:: Data supplied ::
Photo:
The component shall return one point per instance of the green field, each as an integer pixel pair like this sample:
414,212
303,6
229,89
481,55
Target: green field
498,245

:: What the exercise asks ::
A verbatim version of the complete listing above is to be returned.

:: Response box ::
Photo:
The component shall return one point per instance of the green field, each as an integer pixel pair like this sample:
414,212
303,6
229,89
481,55
Target: green field
498,245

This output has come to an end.